--- start Text to read ---

The delivery of either real-time or delayed feed streaming media can be very compute intensive on the resources of object servers. As we saw in Chapter 3, the delivery of streaming audio and video data requires not only the use of a combination of TCP- and UDP-based delivery channels, but also potentially the interpretation and encoding of a live video or audio feed. The attraction of load balancing standard HTTP traffic is increased many fold when you consider the horsepower required to deliver high quality media streaming. However, as we've seen with other multithreaded protocols such as FTP, the load balancing of RTSP has issues all its own.

Load Balancing RTSP at Layer 4 Only

Before we look at the subtleties of RTSP load balancing at Layer 7, let's look at the basic frame flow when we use Layer 4 only. Figure 6-18 shows the basic traffic flow for Layer 4 load balancing of RTSP and RTP traffic. If we consider the steps in turn , we'll see where the problem lies.

The client initiates a TCP-based RTSP connection to the VIP on the content switch. In the instance where only Layer 4 load balancing is used, the VIP will only be configured with a service port of 554 for RTSP. Typically, no form of delayed binding is used and the connection is load balanced to a selected server.
The client and server exchange OPTIONS, SETUP, and DESCRIBE header messages to agree on the RTP and RTCP delivery mechanisms and other variables .
The client issues a PLAY command to instruct the server to commence delivery of the UDP-based RTP and RTCP frames containing the data and control, respectively.
Here is where we see the potential problem. As the server initiates the UDP (or potentially TCP) based RTP delivery, the content switch has no understanding of this flow, nor any way to associate it with the RTSP connection established in step 1. As a result, the source IP addresses on the RTP and RTCP UDP streams from the server to the client are not translated to the VIP on the content switch.

Figure 6-18. One of the main issues with load balancing RTSP at Layer 4 only is that the real IP addresses of the object servers are "bled" back to the client, as the corresponding RTSP and RTP streams are not associated in the content switch.

graphics/06fig18.gif

The net result of this type of configuration can be summarized as IP address bleeding , whereby the real source IP addresses of the object servers are revealed to the client on the UDP streams carrying the video and audio data. In many instances, this might not create a problem, as the RTSP and RTP specifications do not require that the source address of the RTP delivery be the same as the destination IP address for the RTSP connection. Where this might cause issues is in the following scenarios:

If the service is hosted by an ISP or hosting service implementing anti-spoofing policies on perimeter routers of firewalls, the real servers will need to be located in public, routable address space. In many implementations , the ISP or hosting service will filter out source IP addresses that do not belong to the assigned address block. One solution for this scenario is to locate the servers in routable address space, although this will incur greater cost as many ISPs will charge for larger numbers of addresses.

--- end Text to read ---

▶ [What you need to do]
#1 Name the three header messages that the client and server exchange in the text on RTSP load balancing.
#2 Edit the passage of the text on RTSP load balancing from "Before we look" up to and including "the problem lies.", and replace "subtleties" with "details".
The lines placed after the text have no role in this work.

--- start Given records ---

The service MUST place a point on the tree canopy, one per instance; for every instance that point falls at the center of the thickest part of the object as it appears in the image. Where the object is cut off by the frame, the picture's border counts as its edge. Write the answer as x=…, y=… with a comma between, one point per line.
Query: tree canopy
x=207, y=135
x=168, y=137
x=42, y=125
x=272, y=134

--- end Given records ---

▶ [Exercise results]
#1 OPTIONS, SETUP, DESCRIBE

#2
Before we look at the details of RTSP load balancing at Layer 7, let's look at the basic frame flow when we use Layer 4 only. Figure 6-18 shows the basic traffic flow for Layer 4 load balancing of RTSP and RTP traffic. If we consider the steps in turn , we'll see where the problem lies.